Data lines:
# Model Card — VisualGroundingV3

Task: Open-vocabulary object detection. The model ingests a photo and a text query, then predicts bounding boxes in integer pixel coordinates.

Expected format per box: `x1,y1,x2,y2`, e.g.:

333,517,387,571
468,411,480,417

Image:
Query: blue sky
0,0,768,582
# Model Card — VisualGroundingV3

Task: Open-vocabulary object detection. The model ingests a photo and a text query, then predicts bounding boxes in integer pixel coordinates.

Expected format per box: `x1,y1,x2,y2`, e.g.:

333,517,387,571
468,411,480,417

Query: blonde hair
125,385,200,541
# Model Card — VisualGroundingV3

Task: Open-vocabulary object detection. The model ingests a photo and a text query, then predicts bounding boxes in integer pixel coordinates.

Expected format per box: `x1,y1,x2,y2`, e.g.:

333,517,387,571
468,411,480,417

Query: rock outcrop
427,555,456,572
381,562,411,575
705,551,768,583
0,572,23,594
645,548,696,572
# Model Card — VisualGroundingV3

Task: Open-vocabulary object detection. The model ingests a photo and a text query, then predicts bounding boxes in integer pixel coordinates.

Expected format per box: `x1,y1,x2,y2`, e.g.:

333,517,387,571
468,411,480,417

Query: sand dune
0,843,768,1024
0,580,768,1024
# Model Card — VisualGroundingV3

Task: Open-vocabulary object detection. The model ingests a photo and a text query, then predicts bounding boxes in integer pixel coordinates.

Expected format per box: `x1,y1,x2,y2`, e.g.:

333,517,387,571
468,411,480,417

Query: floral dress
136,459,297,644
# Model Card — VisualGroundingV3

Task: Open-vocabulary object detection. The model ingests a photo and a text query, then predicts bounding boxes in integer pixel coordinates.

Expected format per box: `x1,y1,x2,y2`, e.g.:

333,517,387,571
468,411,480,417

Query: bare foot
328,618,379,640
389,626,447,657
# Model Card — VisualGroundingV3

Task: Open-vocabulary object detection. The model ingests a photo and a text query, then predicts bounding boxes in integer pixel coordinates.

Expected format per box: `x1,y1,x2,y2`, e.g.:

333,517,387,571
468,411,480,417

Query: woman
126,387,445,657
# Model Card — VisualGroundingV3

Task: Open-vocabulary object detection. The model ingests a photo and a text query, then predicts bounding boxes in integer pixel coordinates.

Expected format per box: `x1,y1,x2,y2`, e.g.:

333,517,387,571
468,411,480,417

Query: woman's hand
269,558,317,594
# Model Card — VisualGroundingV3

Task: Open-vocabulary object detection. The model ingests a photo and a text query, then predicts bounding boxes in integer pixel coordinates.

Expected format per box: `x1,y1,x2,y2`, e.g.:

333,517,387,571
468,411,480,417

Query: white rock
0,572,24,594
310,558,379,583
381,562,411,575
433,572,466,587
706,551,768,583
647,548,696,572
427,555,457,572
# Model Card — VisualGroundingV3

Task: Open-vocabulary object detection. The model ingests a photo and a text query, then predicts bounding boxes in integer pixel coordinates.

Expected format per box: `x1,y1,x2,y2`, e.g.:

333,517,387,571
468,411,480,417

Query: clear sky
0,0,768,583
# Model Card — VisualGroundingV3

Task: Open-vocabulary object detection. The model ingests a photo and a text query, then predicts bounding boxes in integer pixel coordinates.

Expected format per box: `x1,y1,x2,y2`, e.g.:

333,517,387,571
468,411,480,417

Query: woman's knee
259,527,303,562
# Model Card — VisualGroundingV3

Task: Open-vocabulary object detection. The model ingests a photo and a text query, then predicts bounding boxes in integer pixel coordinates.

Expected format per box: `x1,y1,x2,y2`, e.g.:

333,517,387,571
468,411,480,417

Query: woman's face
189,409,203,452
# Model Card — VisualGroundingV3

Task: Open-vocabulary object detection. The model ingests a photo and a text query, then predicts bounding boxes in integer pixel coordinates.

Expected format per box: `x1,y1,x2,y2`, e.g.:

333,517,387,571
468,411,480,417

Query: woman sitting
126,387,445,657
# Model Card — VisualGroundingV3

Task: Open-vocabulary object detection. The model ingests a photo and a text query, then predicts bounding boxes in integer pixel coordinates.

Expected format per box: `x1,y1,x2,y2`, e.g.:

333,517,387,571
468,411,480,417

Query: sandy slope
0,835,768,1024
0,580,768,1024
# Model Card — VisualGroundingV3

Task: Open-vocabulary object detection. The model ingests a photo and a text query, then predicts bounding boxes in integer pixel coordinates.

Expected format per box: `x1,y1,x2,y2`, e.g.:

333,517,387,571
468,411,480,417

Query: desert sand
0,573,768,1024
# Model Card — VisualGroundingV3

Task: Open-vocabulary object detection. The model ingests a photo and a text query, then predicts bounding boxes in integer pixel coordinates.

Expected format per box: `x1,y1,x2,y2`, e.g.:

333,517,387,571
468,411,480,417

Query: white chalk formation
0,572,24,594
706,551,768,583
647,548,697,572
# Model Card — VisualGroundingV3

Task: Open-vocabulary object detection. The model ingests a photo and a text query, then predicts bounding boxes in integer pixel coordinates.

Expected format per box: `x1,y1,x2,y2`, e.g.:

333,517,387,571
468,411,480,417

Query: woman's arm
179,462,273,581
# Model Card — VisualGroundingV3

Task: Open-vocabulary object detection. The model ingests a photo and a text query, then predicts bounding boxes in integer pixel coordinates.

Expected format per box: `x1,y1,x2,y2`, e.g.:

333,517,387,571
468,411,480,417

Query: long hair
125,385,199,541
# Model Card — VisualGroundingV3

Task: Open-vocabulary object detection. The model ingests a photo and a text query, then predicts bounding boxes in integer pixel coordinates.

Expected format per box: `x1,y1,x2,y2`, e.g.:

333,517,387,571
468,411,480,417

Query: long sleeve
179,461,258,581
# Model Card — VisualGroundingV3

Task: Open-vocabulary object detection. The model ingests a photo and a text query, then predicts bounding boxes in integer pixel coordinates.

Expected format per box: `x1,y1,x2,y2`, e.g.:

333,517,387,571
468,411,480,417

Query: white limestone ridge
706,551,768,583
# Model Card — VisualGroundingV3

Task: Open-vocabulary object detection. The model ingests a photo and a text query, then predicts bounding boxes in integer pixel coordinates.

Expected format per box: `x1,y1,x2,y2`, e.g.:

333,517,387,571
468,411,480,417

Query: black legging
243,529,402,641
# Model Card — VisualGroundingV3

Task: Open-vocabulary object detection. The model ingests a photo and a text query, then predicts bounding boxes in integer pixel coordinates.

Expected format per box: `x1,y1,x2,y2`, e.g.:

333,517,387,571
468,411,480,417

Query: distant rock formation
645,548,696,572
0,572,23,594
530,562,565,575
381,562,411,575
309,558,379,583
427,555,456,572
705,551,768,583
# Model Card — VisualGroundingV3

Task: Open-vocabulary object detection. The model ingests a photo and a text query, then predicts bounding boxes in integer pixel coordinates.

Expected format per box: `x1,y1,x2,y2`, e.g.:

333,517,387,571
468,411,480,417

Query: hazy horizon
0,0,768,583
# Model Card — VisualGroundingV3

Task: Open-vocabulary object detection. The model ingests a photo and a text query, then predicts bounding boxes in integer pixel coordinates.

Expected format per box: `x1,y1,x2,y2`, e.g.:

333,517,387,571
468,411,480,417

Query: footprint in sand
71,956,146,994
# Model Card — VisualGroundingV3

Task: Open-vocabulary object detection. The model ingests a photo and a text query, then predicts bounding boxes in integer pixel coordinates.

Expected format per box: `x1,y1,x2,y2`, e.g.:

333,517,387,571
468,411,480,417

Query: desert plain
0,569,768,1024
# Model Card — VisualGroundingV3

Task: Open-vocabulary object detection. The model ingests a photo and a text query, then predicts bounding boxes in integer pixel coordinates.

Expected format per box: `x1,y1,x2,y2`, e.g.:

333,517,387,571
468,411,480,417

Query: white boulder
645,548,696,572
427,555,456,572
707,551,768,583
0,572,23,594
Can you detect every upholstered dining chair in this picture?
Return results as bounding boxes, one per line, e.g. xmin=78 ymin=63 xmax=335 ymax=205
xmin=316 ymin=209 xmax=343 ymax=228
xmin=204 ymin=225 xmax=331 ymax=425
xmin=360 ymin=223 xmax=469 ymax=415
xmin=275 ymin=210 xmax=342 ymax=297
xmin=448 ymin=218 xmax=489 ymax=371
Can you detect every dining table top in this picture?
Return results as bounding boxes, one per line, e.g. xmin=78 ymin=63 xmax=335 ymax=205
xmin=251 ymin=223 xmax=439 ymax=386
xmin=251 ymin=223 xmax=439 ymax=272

YOUR TASK> Reproduce, without any change, the stretch of the listing from its first line through the line containing "125,385,200,541".

RESULT FOR THIS EXERCISE>
# Model Card — VisualGroundingV3

Task: Open-vocabulary object detection. The model ingests a photo and a text query, then predicts bounding boxes in integer pixel coordinates.

Expected format per box: `x1,y1,x2,y2`, e.g.:

333,517,387,571
468,411,480,417

Image:
Query: blue sky
0,0,768,582
# Model Card — VisualGroundingV3

Task: Open-vocabulary object detection. The model ingests a photo and a text query, then predicts bounding boxes in integer pixel coordinates.

Expected format per box: `x1,y1,x2,y2`, e.g.:

333,517,387,571
468,411,480,417

Query: blonde hair
125,385,200,541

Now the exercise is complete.